One mark of a creative lawyer is the ability to marshal as many policy arguments on the side of the client as possible. A particularly strong argument is one that demonstrates that two policies that often are opposed in theory or in their consequences — such as efficiency and justice — both lead to the same result.11 This argument is especially strong because the lawyer, by finding support in both policies, in effect has neutralized one of the potential arguments against the client’s position.

Two policies may operate independently of each other in consequence in a particular situation. That is, the result that furthers one policy would not necessarily further or impede the other policy.

Sensitivity to independently operating policies can strengthen or add to the sophistication of the lawyer’s argument. First, an awareness that there are sets of competing policies that in their consequences operate independently of the issue to be resolved allows the lawyer to generate a variety of ways in which to fashion a result favorable to the client. The lawyer does this by considering the various permutations that are produced by different combinations of independently operating policies. The lawyer can thus present the court with several different ways in which it can rule in favor of the client.

Second, once the lawyer is aware that there is more than one way to prevail, then discussion can begin with the client on whether one form of victory would be preferable to another. Perhaps the client would prefer a rigid rule over a flexible standard. Each time an alternative presents itself, there is a potential question concerning whether the alternative is preferable. Knowledge of the alternatives allows the lawyer to identify issues that might otherwise be overlooked and to determine whether the resolution of the issue matters to the client.

Required work :: In the passage on legal policy arguments, what makes an argument that two usually opposed policies lead to the same result especially strong? Rely only on the passage on legal policy arguments.

Information shown ::

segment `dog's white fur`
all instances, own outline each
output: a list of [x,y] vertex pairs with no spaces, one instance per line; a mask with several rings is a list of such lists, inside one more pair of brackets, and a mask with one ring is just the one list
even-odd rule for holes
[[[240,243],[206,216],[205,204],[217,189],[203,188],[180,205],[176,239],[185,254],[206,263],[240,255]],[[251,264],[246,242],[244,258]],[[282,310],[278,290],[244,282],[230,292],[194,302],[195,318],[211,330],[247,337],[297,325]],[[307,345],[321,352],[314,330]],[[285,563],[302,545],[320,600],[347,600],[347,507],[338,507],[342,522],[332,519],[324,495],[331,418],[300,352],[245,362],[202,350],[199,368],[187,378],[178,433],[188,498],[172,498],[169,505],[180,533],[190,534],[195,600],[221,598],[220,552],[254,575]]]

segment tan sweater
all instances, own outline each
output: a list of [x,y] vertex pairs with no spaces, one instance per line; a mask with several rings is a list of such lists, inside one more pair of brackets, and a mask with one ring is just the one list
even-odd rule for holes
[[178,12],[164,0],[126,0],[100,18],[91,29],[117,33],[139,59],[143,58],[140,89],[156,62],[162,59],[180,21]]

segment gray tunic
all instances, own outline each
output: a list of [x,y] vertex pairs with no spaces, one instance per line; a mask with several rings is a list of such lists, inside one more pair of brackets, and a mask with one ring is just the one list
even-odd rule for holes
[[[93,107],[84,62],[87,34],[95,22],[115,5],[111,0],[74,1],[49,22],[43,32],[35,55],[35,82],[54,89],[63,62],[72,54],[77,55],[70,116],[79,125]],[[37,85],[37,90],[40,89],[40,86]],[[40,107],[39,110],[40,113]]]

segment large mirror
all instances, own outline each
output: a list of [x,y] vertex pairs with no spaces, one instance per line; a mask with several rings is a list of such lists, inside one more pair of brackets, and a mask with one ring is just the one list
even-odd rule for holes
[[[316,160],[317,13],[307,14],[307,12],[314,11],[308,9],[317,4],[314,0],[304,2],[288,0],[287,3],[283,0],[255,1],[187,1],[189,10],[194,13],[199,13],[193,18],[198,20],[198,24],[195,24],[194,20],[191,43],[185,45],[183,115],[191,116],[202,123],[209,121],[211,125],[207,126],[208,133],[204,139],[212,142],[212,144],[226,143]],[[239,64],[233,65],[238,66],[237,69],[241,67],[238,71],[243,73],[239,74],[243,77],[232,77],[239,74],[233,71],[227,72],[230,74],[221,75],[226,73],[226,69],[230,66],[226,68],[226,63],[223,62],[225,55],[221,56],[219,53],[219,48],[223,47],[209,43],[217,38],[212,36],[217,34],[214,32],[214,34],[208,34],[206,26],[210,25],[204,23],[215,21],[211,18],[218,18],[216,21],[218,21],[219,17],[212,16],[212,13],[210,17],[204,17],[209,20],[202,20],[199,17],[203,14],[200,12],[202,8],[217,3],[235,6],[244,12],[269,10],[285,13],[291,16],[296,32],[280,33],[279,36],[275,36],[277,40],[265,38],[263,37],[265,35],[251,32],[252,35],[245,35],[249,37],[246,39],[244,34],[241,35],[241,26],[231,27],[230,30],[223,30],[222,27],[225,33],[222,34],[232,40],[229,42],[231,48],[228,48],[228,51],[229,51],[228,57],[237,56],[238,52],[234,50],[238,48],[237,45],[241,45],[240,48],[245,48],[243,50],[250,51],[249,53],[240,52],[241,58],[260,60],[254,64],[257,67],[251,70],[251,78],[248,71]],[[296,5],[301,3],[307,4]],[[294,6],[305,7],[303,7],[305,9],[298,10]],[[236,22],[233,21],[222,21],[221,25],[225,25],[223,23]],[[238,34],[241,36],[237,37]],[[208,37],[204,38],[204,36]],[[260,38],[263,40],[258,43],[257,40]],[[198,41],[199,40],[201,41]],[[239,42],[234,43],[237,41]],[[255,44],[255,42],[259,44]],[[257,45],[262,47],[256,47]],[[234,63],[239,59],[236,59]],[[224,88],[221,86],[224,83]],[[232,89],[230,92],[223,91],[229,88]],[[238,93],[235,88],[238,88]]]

Output :: By finding support in both policies, the lawyer in effect neutralizes one of the potential arguments against the client's position.